POTONGAN DOKUMEN:
....
ChanelMuslim.com- Nikah itu bukan untuk satu dua hari. Bukan juga untuk satu dua tahun. Tapi buat selamanya, seumur hidup. Bahkan dilanjutkan lagi di surga nanti, insya Allah. Karena itu nggak ada nikah tanpa sayang. Sayanglah yang bikin waktu lama itu menjadi sangat singkat.
Semua yang nikah pasti ingin bahagia. Suami ingin bahagia, begitu juga istri. Bahagia seperti cita-cita yang mesti dilalui dengan tangga yang namanya sayang.
Kalau nikahnya masih baru tangga sayangnya masih landai. Dikit-dikit sayang. Bentar-bentar juga sayang. Di tangga itu, sayang jadi kata yang paling favorit. Nyaris nggak ada obrolan pengantin baru itu tanpa kata sayang.
Seiring pergantian waktu, tangga sayang pun terus nanjak. Tenaga yang mesti dikeluarkan buat tangga sayang jadi makin berat. Tidak heran jika kata sayang mulai kurang terdengar.
Bukan cuma waktu yang bikin sayang menjadi hambar. Derasnya tiupan angin saat di atas ketinggian tangga sayang pun ikut membuat sayang terus larut dalam air suka duka kehidupan.
Musim Susah Senang
Hidup ini cuma berada di dua musim. Musim susah dan musim senang. Semua orang nggak akan bisa menghindar dari dua musim ini. Termasuk juga perjalanan pasangan suami istri.
Inilah bentuk lain dari ujian sayang selain tangga waktu yang mau tidak mau harus ditapaki semua orang. Ujian dua musim ini memang sangat relatif bagi setiap pasangan.
Ada yang musim senang menjadi sangat menguntungkan. Artinya, cita-cita bahagia seolah sudah ada di depan mata. Rumah besar, kendaraan bagus, perabot serba canggih, pelayan banyak, anak-anak terpenuhi kebutuhannya.
Saat itulah, sayang seolah bersemi kembali. Jauh terucap sayang, dekat apalagi. Dunia saat itu sudah seperti surga sebenarnya.
Namun sebaliknya, musim senang justru seperti horor buat sebagian yang lain. Gara-gara semua serba terpenuhi, hasrat lebih suami pun ingin juga dipenuhi. Uang banyak, istri cuma satu. Ah, apa salahnya kalau nikah lagi. Dapat yang lebih muda, tentu lebih senang.
Senang memang buat suami. Tapi buat istri, justru menjadi horor di siang bolong. Kata sayang pun berpindah ke pihak lain. Sementara sang istri lama, terus dalam bayang-bayang kehilangan sayang. Kalau ujian ini nggak mampu diolah dengan bijaksana, dampaknya bisa gawat. Bukan hanya bahtera rumah tangga yang terancam pecah, anak-anak pun terombang-ambing di samudera kebingungan.
....
ENTRI DATA:
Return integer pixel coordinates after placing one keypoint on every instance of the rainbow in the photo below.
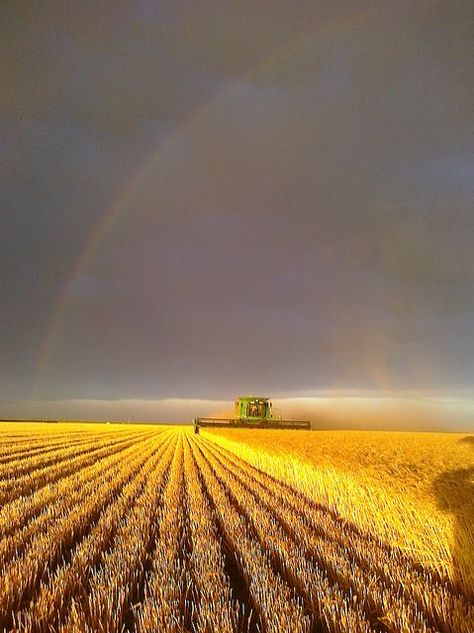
(307, 43)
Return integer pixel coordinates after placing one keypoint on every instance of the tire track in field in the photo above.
(322, 599)
(17, 467)
(22, 577)
(411, 606)
(277, 607)
(112, 587)
(17, 514)
(446, 609)
(70, 579)
(31, 482)
(221, 597)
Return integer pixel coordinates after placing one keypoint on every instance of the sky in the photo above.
(199, 200)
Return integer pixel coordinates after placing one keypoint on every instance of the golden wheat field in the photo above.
(145, 528)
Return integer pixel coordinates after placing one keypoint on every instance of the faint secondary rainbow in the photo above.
(120, 205)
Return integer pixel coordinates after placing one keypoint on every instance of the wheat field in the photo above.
(144, 528)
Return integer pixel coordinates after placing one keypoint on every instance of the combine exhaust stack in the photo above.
(250, 413)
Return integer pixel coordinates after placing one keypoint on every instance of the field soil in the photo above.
(145, 528)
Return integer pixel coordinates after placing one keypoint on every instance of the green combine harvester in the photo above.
(250, 413)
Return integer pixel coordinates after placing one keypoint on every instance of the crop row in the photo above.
(164, 531)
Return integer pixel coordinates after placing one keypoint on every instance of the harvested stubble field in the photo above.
(118, 528)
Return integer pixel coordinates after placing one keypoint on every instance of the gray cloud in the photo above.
(301, 223)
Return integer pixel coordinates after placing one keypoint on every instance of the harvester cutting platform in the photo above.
(251, 413)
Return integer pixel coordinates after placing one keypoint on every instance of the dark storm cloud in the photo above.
(306, 224)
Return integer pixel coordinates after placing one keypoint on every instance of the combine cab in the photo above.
(250, 412)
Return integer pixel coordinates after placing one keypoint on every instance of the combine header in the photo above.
(250, 413)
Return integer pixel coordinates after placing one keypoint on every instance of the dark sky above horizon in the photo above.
(287, 191)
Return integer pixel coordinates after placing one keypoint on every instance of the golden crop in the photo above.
(152, 529)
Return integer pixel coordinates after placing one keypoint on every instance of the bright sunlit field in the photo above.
(151, 528)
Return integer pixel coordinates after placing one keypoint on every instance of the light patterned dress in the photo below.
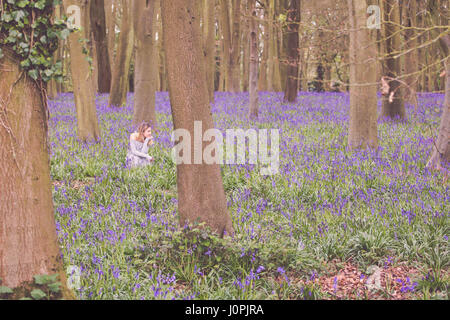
(137, 154)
....
SOAL TERTULIS:
Tuliskan kembali dengan persis bagian dari tulisan tentang nikah dan sayang ini, mulai dari "Saat itulah, sayang" sampai dengan "di samudera kebingungan.". Entri-entri itu sama sekali tidak berperan di sini.

JAWABANNYA:
Saat itulah, sayang seolah bersemi kembali. Jauh terucap sayang, dekat apalagi. Dunia saat itu sudah seperti surga sebenarnya.
Namun sebaliknya, musim senang justru seperti horor buat sebagian yang lain. Gara-gara semua serba terpenuhi, hasrat lebih suami pun ingin juga dipenuhi. Uang banyak, istri cuma satu. Ah, apa salahnya kalau nikah lagi. Dapat yang lebih muda, tentu lebih senang.
Senang memang buat suami. Tapi buat istri, justru menjadi horor di siang bolong. Kata sayang pun berpindah ke pihak lain. Sementara sang istri lama, terus dalam bayang-bayang kehilangan sayang. Kalau ujian ini nggak mampu diolah dengan bijaksana, dampaknya bisa gawat. Bukan hanya bahtera rumah tangga yang terancam pecah, anak-anak pun terombang-ambing di samudera kebingungan.